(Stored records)
────
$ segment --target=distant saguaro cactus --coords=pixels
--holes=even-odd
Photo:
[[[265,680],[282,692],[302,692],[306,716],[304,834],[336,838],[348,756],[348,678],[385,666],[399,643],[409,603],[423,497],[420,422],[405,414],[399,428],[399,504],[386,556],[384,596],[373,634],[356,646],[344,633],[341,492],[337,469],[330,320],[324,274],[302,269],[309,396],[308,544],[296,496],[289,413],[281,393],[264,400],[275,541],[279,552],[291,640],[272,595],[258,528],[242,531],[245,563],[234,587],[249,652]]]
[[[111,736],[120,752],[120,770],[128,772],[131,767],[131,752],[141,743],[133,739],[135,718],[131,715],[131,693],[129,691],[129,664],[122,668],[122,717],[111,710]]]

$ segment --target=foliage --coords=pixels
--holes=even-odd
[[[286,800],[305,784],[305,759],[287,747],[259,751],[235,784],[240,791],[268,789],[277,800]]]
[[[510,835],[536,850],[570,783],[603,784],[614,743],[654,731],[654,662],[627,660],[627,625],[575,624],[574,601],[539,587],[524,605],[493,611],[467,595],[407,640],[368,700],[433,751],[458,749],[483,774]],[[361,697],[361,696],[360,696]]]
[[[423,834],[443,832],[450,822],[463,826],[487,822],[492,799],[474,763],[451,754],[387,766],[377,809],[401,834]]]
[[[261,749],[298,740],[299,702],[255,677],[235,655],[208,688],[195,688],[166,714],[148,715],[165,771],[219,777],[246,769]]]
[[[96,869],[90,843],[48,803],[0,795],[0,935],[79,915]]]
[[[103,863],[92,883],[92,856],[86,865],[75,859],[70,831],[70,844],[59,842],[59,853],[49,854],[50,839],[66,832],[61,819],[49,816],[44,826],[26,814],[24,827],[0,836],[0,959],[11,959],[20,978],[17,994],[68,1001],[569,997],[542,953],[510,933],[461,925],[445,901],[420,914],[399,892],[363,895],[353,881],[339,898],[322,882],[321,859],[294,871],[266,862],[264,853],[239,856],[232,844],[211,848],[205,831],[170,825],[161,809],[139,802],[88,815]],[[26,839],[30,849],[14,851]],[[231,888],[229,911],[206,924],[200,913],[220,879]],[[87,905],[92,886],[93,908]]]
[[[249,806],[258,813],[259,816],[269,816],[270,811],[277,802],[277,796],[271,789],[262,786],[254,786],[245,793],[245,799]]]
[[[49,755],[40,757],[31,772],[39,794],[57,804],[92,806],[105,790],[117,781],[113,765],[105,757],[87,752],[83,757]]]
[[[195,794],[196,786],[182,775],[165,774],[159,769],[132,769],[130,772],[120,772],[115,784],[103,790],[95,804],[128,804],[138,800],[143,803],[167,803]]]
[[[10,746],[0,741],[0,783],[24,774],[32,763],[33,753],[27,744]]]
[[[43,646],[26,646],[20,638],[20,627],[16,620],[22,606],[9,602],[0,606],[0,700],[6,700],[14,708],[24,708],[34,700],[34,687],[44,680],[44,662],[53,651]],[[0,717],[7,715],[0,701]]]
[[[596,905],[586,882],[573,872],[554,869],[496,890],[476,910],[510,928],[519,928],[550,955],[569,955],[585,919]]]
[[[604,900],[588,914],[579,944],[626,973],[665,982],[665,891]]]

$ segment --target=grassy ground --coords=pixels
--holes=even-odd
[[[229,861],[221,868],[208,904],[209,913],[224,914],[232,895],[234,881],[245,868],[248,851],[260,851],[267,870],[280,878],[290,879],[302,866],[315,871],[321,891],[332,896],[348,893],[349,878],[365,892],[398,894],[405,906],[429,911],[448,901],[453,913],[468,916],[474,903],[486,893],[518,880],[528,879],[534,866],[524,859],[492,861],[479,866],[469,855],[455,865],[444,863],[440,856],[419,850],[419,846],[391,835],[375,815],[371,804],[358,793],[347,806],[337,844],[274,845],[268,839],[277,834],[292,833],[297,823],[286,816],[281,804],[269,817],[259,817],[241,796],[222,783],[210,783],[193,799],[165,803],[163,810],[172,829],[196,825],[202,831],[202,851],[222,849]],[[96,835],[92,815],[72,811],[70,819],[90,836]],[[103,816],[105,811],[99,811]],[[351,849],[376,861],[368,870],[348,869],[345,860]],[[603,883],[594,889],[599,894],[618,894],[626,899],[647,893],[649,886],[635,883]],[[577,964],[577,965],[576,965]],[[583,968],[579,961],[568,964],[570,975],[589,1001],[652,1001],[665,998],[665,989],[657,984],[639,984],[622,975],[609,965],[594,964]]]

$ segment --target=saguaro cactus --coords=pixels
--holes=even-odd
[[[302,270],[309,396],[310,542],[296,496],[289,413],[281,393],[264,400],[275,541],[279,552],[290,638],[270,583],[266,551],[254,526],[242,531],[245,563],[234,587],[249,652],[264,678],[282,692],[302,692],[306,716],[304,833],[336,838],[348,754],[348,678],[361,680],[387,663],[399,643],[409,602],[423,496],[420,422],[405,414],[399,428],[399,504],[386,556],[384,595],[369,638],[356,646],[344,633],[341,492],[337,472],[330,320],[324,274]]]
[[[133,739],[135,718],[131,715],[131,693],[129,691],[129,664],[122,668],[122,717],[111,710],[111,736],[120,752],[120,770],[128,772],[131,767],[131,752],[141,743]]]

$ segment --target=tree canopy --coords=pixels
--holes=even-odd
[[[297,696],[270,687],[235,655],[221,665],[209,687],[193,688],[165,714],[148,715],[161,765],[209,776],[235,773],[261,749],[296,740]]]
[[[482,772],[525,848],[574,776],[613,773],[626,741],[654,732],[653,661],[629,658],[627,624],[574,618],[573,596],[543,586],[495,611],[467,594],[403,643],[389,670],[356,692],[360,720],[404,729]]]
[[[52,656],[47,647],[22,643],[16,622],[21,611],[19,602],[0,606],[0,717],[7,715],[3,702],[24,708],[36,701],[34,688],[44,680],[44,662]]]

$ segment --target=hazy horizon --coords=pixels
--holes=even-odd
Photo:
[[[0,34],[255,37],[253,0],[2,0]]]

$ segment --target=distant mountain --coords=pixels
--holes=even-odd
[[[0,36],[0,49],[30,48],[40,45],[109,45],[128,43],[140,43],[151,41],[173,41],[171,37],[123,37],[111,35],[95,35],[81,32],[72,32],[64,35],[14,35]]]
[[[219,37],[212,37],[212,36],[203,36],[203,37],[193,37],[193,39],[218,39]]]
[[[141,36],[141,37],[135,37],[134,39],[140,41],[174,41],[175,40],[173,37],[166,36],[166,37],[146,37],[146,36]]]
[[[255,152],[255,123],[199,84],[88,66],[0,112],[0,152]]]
────
* DESCRIPTION OF THE TASK *
Update the lines starting at the one containing "--target=tree canopy --coords=pixels" and ending at the one containing "[[[0,34],[255,37],[253,0],[2,0]]]" by changing "hazy" to "misty". Return only those lines, with everything else left unchanged.

* EXERCISE OUTPUT *
$ segment --target=tree canopy --coords=pixels
--holes=even-odd
[[[297,696],[270,687],[235,655],[221,665],[209,687],[193,688],[165,714],[148,715],[161,765],[209,776],[235,773],[261,749],[296,740]]]
[[[482,772],[525,848],[574,776],[613,773],[626,741],[654,732],[653,661],[629,658],[627,624],[574,618],[573,596],[543,586],[495,611],[467,594],[403,643],[389,670],[356,692],[360,720],[404,729]]]
[[[52,656],[47,647],[22,643],[16,622],[21,611],[19,602],[0,606],[0,717],[7,715],[3,702],[24,708],[36,701],[34,688],[44,680],[44,662]]]

$ segment --target=misty horizon --coords=pixels
--holes=even-odd
Photo:
[[[0,34],[255,37],[253,0],[2,0]]]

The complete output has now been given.